## Source passage
[Start of section]

Biocommunication in plants
https://reasonandscience.catsboard.com/t2648-biocommunication-in-plants

Plants have some incredible traits, like a “brain”. Not one in the same sense that animals have, mind you, but a series of cells acting as a command center of sorts. They may not technically have brains, but they sure act as they do. In their communication between them, they can have a different “opinion” of the environmental conditions around them – and germination only occurs when a consensus has been arrived at. Their communication is likely to be as complex as that within a [animal] brain. They have thousands of brain-like entities that are involved in the emergence of intelligent behavior. These entities are a type of tissue known as meristems. It is equivalent to the nervous/neuronal system.

Plants are highly sensitive organisms that actively sense their environment on different levels within their plant body (intra-organismic) and interact with same, related, and nonrelated plants (inter-organismic); with nonplant organisms such as fungi, bacteria, and animals (trans-organismic); and—additionally—with abiotic influences from the environment such as nutrient and water availability, light, gravity, wind, and temperature.

[End of section]

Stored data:
[Start of section]

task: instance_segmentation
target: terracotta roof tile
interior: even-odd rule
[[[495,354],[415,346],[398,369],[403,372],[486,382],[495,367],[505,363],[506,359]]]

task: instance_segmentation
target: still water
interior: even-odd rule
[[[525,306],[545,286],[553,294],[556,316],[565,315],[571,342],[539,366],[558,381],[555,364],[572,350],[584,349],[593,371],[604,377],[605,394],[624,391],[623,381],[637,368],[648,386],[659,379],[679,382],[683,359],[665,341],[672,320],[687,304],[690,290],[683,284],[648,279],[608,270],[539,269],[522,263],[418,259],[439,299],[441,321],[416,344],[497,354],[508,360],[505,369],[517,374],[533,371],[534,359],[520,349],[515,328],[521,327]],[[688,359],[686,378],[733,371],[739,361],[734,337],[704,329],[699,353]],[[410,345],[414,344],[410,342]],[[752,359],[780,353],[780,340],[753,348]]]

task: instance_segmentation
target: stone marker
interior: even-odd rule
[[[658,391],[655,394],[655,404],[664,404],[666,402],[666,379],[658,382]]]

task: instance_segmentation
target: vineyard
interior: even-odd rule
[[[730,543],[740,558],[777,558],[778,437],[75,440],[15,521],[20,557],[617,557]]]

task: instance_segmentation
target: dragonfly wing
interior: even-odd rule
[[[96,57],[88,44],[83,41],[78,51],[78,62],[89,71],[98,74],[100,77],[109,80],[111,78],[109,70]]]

[End of section]

## Exercise objective
In the passage on biocommunication in plants, what type of tissue makes up the brain-like entities involved in intelligent behavior?

## Response to the exercise
Meristems.